* _PROVIDED DATA_
┄┄┄┄┄┄┄┄┄┄
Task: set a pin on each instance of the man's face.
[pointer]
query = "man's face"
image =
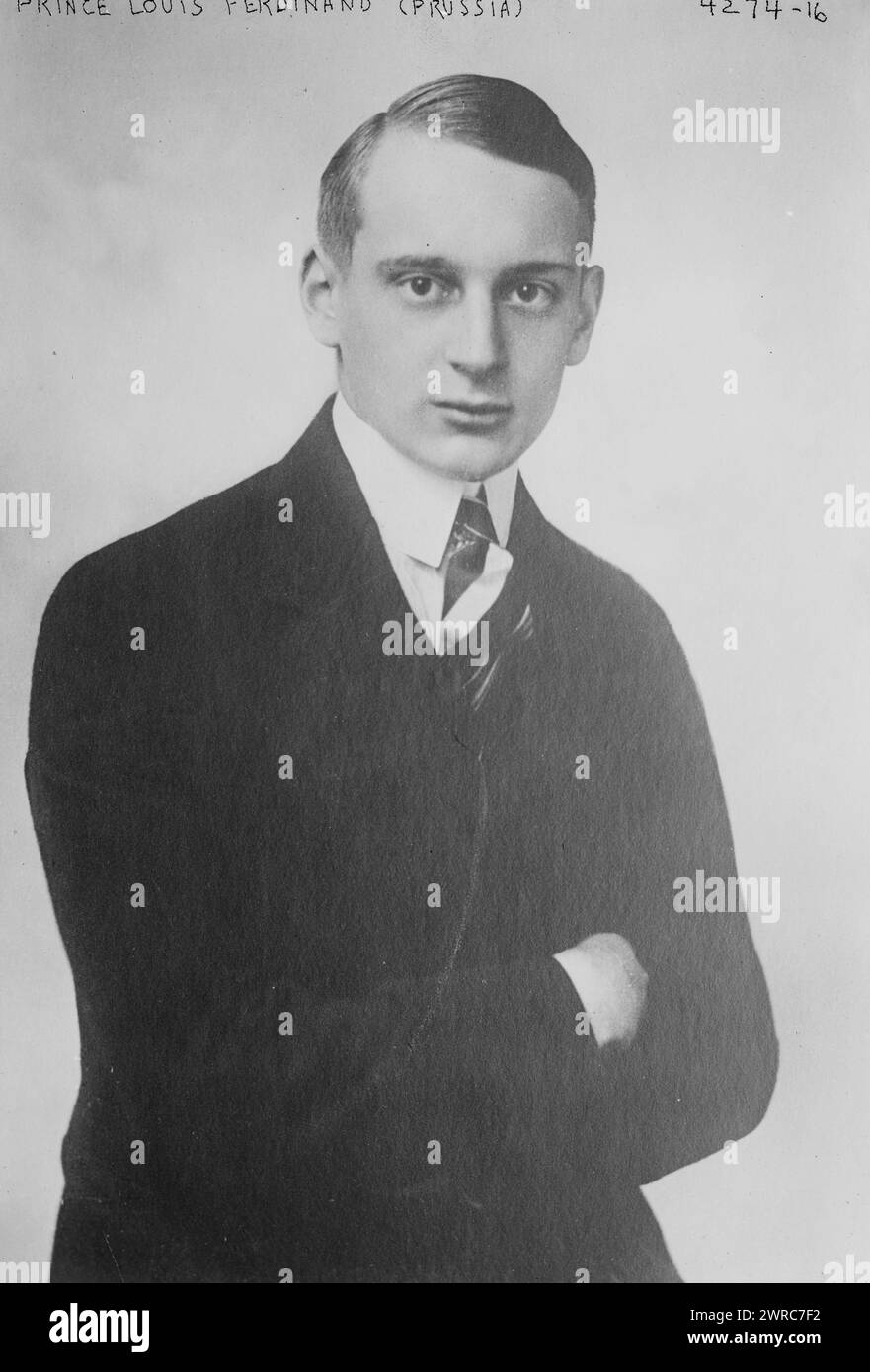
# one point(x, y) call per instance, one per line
point(461, 305)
┄┄┄┄┄┄┄┄┄┄
* _EXERCISE REQUIREMENTS_
Put every line of the entries above into a numbered list, skipping blank lines and leaving out the pictures.

* _SOLUTION TO THIS PROBLEM_
1. Task: set a pin on each instance of the man's face.
2. [pointer]
3. query = "man's face"
4. image =
5. # one point(x, y) call per instance, one per line
6. point(461, 305)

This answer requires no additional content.